-- begin --
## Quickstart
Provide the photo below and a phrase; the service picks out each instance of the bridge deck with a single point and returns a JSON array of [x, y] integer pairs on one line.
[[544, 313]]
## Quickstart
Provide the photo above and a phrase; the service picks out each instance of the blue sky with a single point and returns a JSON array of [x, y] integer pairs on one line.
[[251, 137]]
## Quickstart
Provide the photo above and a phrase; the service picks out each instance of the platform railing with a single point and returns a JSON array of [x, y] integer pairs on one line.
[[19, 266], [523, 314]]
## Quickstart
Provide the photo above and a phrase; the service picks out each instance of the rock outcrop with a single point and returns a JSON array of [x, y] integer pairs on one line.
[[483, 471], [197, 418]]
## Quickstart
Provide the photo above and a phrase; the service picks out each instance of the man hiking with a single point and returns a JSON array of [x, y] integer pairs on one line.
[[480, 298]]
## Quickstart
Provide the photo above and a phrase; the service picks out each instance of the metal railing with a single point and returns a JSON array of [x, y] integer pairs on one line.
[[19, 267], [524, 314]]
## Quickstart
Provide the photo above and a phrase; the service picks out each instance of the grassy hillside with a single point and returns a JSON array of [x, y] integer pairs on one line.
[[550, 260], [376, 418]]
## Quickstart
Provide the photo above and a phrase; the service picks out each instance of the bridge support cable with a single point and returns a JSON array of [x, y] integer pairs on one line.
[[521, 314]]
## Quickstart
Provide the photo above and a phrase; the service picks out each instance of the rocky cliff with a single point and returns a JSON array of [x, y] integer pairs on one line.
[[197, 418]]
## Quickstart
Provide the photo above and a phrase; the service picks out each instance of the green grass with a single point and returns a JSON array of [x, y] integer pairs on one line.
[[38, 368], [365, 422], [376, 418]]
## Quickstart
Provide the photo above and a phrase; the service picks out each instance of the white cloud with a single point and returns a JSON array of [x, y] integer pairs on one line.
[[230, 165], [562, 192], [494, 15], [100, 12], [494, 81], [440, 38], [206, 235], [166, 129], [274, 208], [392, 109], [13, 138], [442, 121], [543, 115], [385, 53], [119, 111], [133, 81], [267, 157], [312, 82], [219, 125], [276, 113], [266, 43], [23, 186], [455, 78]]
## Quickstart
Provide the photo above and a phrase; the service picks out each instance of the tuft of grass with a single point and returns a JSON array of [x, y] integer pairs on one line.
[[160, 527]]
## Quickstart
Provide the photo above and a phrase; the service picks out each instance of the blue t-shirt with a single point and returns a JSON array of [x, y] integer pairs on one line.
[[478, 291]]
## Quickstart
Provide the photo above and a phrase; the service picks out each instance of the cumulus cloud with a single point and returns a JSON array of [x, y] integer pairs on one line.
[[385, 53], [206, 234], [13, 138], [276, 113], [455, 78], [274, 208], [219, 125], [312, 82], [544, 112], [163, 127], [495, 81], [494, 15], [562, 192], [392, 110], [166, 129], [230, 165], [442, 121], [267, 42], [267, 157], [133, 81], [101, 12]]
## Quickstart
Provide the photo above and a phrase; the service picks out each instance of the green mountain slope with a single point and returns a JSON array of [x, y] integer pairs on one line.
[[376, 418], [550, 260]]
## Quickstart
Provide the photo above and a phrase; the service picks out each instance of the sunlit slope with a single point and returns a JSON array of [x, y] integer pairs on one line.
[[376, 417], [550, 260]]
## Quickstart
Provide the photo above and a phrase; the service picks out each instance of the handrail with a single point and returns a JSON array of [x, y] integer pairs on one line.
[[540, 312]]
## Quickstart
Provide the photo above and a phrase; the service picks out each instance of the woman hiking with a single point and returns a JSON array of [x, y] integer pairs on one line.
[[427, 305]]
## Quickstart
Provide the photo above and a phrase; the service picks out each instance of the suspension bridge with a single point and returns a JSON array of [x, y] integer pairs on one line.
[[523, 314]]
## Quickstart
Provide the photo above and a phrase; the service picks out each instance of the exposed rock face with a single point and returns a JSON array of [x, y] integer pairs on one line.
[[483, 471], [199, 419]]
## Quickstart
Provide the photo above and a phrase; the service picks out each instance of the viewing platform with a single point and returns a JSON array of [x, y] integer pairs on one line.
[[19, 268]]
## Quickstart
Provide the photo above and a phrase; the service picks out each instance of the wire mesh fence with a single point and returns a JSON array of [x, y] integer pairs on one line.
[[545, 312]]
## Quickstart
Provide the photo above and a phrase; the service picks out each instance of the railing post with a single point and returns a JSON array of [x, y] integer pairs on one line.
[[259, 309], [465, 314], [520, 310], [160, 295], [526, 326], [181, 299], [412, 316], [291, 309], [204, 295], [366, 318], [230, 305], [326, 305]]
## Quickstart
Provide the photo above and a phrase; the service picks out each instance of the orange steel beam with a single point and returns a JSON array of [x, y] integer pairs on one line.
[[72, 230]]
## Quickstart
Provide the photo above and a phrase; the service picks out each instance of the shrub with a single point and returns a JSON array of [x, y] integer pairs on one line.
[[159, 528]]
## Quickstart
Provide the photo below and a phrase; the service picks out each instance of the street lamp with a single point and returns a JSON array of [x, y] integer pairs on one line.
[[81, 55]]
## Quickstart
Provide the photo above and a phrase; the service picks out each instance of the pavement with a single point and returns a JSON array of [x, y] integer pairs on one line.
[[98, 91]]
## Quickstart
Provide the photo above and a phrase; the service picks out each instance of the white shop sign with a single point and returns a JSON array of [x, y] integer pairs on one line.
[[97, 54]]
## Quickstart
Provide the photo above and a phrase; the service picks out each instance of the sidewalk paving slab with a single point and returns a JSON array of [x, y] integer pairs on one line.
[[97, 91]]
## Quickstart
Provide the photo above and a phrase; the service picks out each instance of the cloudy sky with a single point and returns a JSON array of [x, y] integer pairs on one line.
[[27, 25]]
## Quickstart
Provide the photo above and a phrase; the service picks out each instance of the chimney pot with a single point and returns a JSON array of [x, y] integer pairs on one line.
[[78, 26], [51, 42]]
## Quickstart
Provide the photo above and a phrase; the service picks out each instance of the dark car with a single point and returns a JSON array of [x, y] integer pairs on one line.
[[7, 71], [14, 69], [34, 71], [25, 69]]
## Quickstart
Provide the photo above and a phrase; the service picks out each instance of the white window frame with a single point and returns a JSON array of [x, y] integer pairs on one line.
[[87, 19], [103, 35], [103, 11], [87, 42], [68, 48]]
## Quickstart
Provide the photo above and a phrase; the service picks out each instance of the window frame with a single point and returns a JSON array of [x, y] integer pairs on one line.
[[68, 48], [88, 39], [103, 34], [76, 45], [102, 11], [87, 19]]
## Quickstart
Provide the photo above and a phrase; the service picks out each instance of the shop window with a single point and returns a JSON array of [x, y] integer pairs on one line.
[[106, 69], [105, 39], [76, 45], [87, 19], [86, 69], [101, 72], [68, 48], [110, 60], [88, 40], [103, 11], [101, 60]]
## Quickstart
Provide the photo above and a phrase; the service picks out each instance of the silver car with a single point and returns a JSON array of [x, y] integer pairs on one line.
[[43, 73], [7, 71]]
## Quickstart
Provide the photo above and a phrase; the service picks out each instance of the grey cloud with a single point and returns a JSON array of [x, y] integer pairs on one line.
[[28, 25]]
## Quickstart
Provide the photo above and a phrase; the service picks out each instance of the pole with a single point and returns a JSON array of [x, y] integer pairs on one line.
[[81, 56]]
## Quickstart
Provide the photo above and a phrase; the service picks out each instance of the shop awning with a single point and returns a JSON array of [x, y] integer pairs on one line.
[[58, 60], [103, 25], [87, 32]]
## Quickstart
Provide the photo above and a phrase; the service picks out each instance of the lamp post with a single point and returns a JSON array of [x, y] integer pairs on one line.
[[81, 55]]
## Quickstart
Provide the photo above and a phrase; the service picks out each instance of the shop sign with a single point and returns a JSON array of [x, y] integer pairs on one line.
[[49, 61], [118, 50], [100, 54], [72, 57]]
-- end --
Above are the records; retype every one exactly.

Expected answer
## Quickstart
Provide the photo below and a phrase; the service picks out each instance of the bridge deck with a single point and returns a JSON array of [x, y] integer pairs on one line.
[[544, 313]]
## Quickstart
Provide the photo above and a phrase; the service picks out each instance of the blue sky with a single point and returns a JSON array of [x, y] integer pairs on one line.
[[251, 137]]
## Quickstart
Provide the photo above and a phrase; the service picks out each instance of the platform railing with a single point and returns a JSON array of [x, y] integer pairs on one line.
[[19, 266], [523, 314]]
## Quickstart
Provide the photo above and a phrase; the service picks out each instance of the rock outcrop with a single point and returns a JSON array of [x, y] integer pairs on one line.
[[483, 471], [197, 418]]
## Quickstart
Provide the photo above and a phrase; the service picks out each instance of the man hiking with a single point and returns a JSON array of [x, y] integer pairs on one line.
[[480, 298]]
## Quickstart
Provide the photo above and a phrase; the service picks out each instance of the metal railing with a single point and returns a JSON array of [x, y] integer pairs on one line.
[[19, 267], [524, 314]]
## Quickstart
Provide the photo above and a phrase; the service picks out each instance of the grassy hillside with a single point and returns a JSON array of [x, y] integer pairs on one line.
[[550, 260], [376, 418]]
## Quickstart
Provide the photo above and a phrase; the service picks out each instance of the bridge support cable with a single point and returns a JSON array of [x, y] integer pairs on one line.
[[521, 314]]
## Quickstart
Provide the photo above and a phrase; the service picks out each instance of the rocky cliff with a single point and returns a JSON array of [x, y] integer pairs on one line.
[[197, 418]]
## Quickstart
Provide the photo above and a phrase; the service picks out each instance of the green grass with a single point and returns a JSON array of [x, y] integer pairs on one line.
[[38, 368], [365, 422], [376, 418]]
## Quickstart
Provide the photo above and a phrase; the service picks out each instance of the white cloud with a single point and returns a JSON array of [x, y] integer pairs on one line.
[[230, 165], [562, 192], [494, 15], [100, 12], [494, 81], [440, 38], [206, 235], [166, 129], [274, 208], [392, 109], [13, 138], [442, 121], [543, 115], [385, 53], [119, 111], [133, 81], [267, 157], [312, 82], [219, 125], [276, 113], [266, 43], [23, 186], [455, 78]]
## Quickstart
Provide the photo above and a phrase; the service picks out each instance of the tuft of grass with a single point and returns a JSON array of [x, y] integer pairs on one line.
[[160, 527]]
## Quickstart
Provide the photo above and a phrase; the service picks out each instance of the blue t-shirt with a single point and returns a JSON array of [x, y] integer pairs on one line.
[[478, 291]]
## Quickstart
Provide the photo above and a phrase; the service picks out each instance of the cumulus cloud with a single point and returns a JSON array of [x, y] integer pairs on one line.
[[385, 53], [206, 234], [13, 138], [276, 113], [455, 78], [274, 208], [219, 125], [312, 82], [544, 112], [163, 127], [495, 81], [494, 15], [562, 192], [392, 110], [166, 129], [230, 165], [442, 121], [267, 42], [267, 157], [133, 81], [101, 12]]
## Quickstart
Provide the photo above and a phrase; the service picks out each instance of the green mountain slope with a single point and returns a JSON array of [x, y] integer pairs on one line.
[[376, 418], [550, 260]]
## Quickstart
Provide the photo above and a phrase; the service picks out each instance of the sunlit slope with a single point and returns a JSON array of [x, y] integer pairs on one line.
[[376, 417], [550, 260]]
## Quickstart
Provide the photo above and a phrase; the service picks out each instance of the handrail with a single point and returns a JSON array of [x, y] integer pairs on one line.
[[540, 312]]
## Quickstart
Provide the photo above and a phrase; the service picks out each instance of the woman hiking with a single point and returns a JSON array of [x, y] integer pairs on one line.
[[427, 305]]
## Quickstart
Provide the photo above and a phrase; the service picks out each instance of the suspension bridge with a single point and returns a JSON array of [x, y] integer pairs on one line.
[[523, 314]]
## Quickstart
Provide the photo above and a phrase; the service picks out each instance of the exposed rock face with a single point and returns a JSON array of [x, y] integer pairs on one line.
[[483, 471], [199, 419]]
## Quickstart
Provide the photo above and a phrase; the service picks out each instance of the viewing platform with a single point and returns a JSON array of [x, y] integer pairs on one line.
[[19, 268]]
## Quickstart
Provide the photo above and a phrase; the service picks out each instance of the wire mesh fence with a single point and returns a JSON array of [x, y] integer pairs on one line.
[[545, 312]]
## Quickstart
Provide the photo above and a phrase; the service picks out each instance of the railing post with a single point and returns a JSON array of [x, y] integer pairs on one line.
[[259, 309], [465, 314], [520, 310], [160, 295], [526, 326], [181, 299], [412, 316], [291, 309], [204, 295], [366, 318], [230, 305], [326, 305]]
## Quickstart
Provide the photo above and a phrase; the service picks out each instance of the orange steel beam with a single point and returns a JSON array of [x, y] integer pairs on one line.
[[72, 230]]
## Quickstart
Provide the photo above and a phrase; the service picks out each instance of the shrub with a single point and returns a JSON array of [x, y] integer pairs on one line.
[[159, 528]]
## Quickstart
Provide the photo below and a phrase; the service picks out each instance of the street lamp with a single point and returns a JSON array of [x, y] integer pairs on one line.
[[81, 55]]
## Quickstart
Provide the photo above and a phrase; the service picks out each instance of the pavement with a single point and returns a JSON array of [x, y] integer pairs on one line.
[[98, 91]]
## Quickstart
Provide the photo above and a phrase; the service picks out each instance of the white shop sign with a single point and returns a JSON array of [x, y] integer pairs on one line.
[[97, 54]]
## Quickstart
Provide the photo above and a phrase; the service picks out each instance of the sidewalk paving slab with a single point and returns a JSON array of [x, y] integer pairs on one line.
[[97, 91]]
## Quickstart
Provide the photo above and a phrase; the service picks out each instance of the cloudy sky with a single point and returns a JSON array of [x, y] integer pairs on one line.
[[27, 25]]
## Quickstart
Provide the photo above and a phrase; the service picks out each instance of the chimney pot with a single point and returns a JSON array of [x, y] integer pairs on one line.
[[78, 26], [51, 42]]
## Quickstart
Provide the photo above and a phrase; the service picks out each instance of the dark car with a single point and returns a JSON array of [x, y] integer pairs on one line.
[[7, 71], [14, 69], [34, 71], [25, 69]]
## Quickstart
Provide the photo above and a phrase; the service picks out each instance of the white window frame with a single point and returns a JSON array of [x, y] integer pairs on one line.
[[87, 19], [103, 35], [103, 11], [87, 42], [68, 48]]
## Quickstart
Provide the photo above and a phrase; the service picks out each instance of the window frame with a single point and returns a JSON array of [x, y] integer pairs on one line.
[[68, 48], [88, 39], [103, 34], [76, 45], [102, 11], [87, 19]]
## Quickstart
Provide the photo above and a phrase; the service picks out each instance of the shop window with a single point and returns a JSON array of [x, y] integer pairs on one line.
[[106, 69], [105, 39], [76, 45], [87, 19], [86, 69], [101, 72], [68, 48], [110, 60], [88, 40], [103, 11], [101, 60]]
## Quickstart
Provide the photo above and a phrase; the service picks out each instance of the silver car with a single point and returns a JSON array of [x, y] integer pairs on one line.
[[43, 73], [7, 71]]
## Quickstart
Provide the photo above and a phrase; the service picks out each instance of the grey cloud with a single point and returns a JSON array of [x, y] integer pairs on one line.
[[28, 25]]
## Quickstart
Provide the photo above and a phrase; the service picks out each instance of the pole with a single point and returns a JSON array of [x, y] integer pairs on one line.
[[81, 56]]
## Quickstart
Provide the photo above and a phrase; the service picks out each instance of the shop awning with a single point and returns a JSON array of [x, y] integer pairs on one line.
[[58, 60], [103, 25], [87, 32]]
## Quickstart
Provide the photo above and a phrase; the service picks out each instance of the lamp post with a single point and returns a JSON array of [x, y] integer pairs on one line.
[[81, 55]]
## Quickstart
Provide the photo above and a phrase; the service picks out each instance of the shop sign with a single point and returns a JSON array of [x, y] integer pairs on one line.
[[49, 61], [118, 50], [100, 54], [72, 57]]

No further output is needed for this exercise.